### PROBLEM A
In the forum thread below about the 301 receiver, rewrite the paragraph beginning "Dish's receivers have no manual setup options" as a short bulleted list that keeps its main facts.
### PROBLEM B
List every piece of Dish equipment that the forum thread below about the 301 receiver identifies by a model name or number.
### PROBLEM C
According to the forum thread below about the 301 receiver, why is it not very surprising that a 301 might be starting to fail? Answer in one or two sentences.

### PAGE EXCERPT

____

# No signal on a 301



## torakuma (Jan 6, 2006)

Hi guys, Maybe someone can help. I just updated my subscription at 6:00pm on the net from a family plan to the Silver +. It worked fine for a whole ten minutes, then the bottom fell out. No signal, No TV. I've had this 301 receiver for at least three years and the only time I have a problem is when I change subscription packages. and tech service always says the same thing "It sounds like a bad switch." Well it has never been a bad switch and the TV was working fine up until the programing change. I did run the various tests and I notice the box is now not recognizing my Dish 500 or DPP44 switch. Is there any codes I can use to tap into said box and get it to recognize such. As usual this stuff always happens on the week-end and I dread the thought of listening to momma moan until a tech gets out here on Monday. I'm pretty handy around electronics and needless to say I have checked all cables and connections so please don't send me down that path.


----------



## BattleZone (Nov 13, 2007)

Dish's receivers have no manual setup options; you must use the "Check Switch" auto-detect routines. If these aren't working, and you're sure you don't have a connection problem, then you may have a bad receiver or bad switch. Bottom line: you need a service call. The newest 301 is 3-4 years old, with some being as old as 6 years, so it isn't all that surprising if it is starting to fail.

____

### INFORMATION SUPPLIED
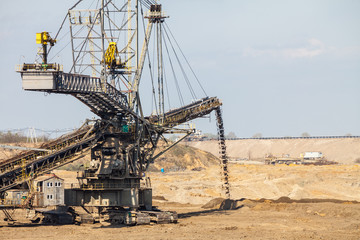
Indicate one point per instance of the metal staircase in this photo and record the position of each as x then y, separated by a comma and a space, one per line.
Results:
222, 152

____

### TASK RESULT A
- Dish receivers have no manual setup options; the "Check Switch" auto-detect routines must be used.
- If those routines fail and there is no connection problem, the receiver or the switch may be bad.
- A service call is needed.
- The newest 301 receivers are 3–4 years old and some are as old as 6 years, so failure is not very surprising.

### TASK RESULT B
- 301 receiver
- Dish 500
- DPP44 switch

### TASK RESULT C
The newest 301 receivers are 3–4 years old, and some are as old as 6 years. Because of their age, a failing unit is not all that surprising.